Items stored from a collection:
^^^^^^^^^^^^^^^^
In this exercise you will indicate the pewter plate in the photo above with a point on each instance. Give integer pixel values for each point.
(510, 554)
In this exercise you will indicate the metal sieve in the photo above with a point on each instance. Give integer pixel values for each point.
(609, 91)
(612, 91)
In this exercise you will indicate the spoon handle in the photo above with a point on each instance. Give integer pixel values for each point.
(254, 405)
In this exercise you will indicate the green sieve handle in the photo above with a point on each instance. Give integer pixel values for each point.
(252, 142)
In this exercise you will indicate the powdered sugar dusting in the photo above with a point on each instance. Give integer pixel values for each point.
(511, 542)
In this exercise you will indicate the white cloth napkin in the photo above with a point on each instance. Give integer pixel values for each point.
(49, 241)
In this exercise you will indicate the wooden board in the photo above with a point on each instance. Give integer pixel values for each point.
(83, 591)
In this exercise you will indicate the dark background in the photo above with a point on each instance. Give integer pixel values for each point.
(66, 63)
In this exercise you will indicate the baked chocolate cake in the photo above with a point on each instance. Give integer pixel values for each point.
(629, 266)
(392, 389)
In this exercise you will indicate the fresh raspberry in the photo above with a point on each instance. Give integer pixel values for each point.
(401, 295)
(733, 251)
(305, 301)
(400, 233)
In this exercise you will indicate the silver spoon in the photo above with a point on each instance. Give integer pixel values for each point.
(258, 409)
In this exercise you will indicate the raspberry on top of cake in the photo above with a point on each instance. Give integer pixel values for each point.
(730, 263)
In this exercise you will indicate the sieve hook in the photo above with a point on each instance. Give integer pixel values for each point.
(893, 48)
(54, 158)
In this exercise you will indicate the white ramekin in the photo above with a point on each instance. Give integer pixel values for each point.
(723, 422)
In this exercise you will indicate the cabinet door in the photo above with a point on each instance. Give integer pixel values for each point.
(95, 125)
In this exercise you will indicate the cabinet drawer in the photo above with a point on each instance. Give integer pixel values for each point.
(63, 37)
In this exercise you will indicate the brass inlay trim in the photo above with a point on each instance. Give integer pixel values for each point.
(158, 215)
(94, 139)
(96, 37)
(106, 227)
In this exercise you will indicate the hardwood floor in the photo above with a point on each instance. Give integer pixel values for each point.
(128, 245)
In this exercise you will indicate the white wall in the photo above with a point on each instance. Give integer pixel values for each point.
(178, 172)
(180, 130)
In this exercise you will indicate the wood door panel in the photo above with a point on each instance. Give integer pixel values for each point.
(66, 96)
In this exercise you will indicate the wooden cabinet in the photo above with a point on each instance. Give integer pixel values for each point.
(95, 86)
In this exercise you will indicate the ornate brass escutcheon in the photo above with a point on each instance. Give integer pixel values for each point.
^^^^^^^^^^^^^^^^
* [Directive]:
Set down all of the records above again, verbatim and in their original order.

* [Output below]:
In this exercise you will indicate the pewter plate in the photo above with a point on each instance. Give integer pixel values for each point.
(510, 554)
In this exercise you will indicate the metal sieve in the photo above with a point on each instance. Give integer pixel values for each point.
(609, 91)
(612, 91)
In this exercise you will indicate the spoon handle in the photo above with a point on each instance. Give integer pixel values for each point.
(254, 405)
In this exercise you will indicate the green sieve handle in the photo above with a point on each instance. Give integer pixel values for each point.
(252, 142)
In this exercise you will indicate the powdered sugar dusting in the photo above with a point on each instance. Give integer pixel values for each point.
(511, 542)
In this exercise you will indicate the white cloth napkin in the photo above with a point on each instance. Give integer pixel values for each point.
(49, 241)
In this exercise you will indicate the wooden board in the photo above with a point on each instance. Give integer pixel values for each point.
(83, 591)
In this exercise you will indicate the dark background in the photo above with a point on each instance. Give integer pixel values for each point.
(66, 63)
In this exercise you will indicate the baked chocolate cake in the photo above with a point on each instance. Give integer pixel values for each point.
(629, 266)
(392, 389)
In this exercise you will indicate the fresh raspberry in the photo above with a point on each instance. Give integer pixel values for each point.
(401, 295)
(733, 251)
(305, 301)
(400, 233)
In this exercise you will indicate the silver spoon in the photo above with a point on each instance. Give integer pixel values for each point.
(258, 409)
In this exercise you will indicate the raspberry on top of cake in the photo above with a point on each instance. Give integer pixel values for each point.
(730, 263)
In this exercise you will indicate the sieve hook in the photo above with a point on each instance. Give integer pixel values for each point.
(893, 48)
(54, 158)
In this exercise you will indicate the white ramekin in the photo above with a point on each instance. Give integer pixel values for each point.
(723, 422)
In this exercise you will indicate the cabinet door in the photo above with a point on each instance. Give integer pixel values for each point.
(95, 125)
In this exercise you will indicate the cabinet drawer in the photo above with a point on each instance. Give integer pixel values for each point.
(63, 37)
In this exercise you will indicate the brass inlay trim in the photo above with a point on each instance. Give integer pixel values for each point.
(158, 215)
(94, 139)
(96, 37)
(106, 227)
In this exercise you will indicate the hardwood floor in the photo above with a point on each instance. Give integer pixel values for each point.
(128, 245)
In this exercise you will indicate the white wall in the photo above with a point on each instance. Give integer pixel values for each point.
(178, 172)
(180, 130)
In this exercise you will indicate the wood door panel in the photo above with a point on each instance. Give integer pixel values for each point.
(66, 96)
In this exercise you will indicate the wooden cabinet in the photo above with a point on each instance. Give integer pixel values for each point.
(95, 86)
In this exercise you will indicate the ornate brass escutcheon in the photo above with a point on each instance. Give integer pixel values for each point.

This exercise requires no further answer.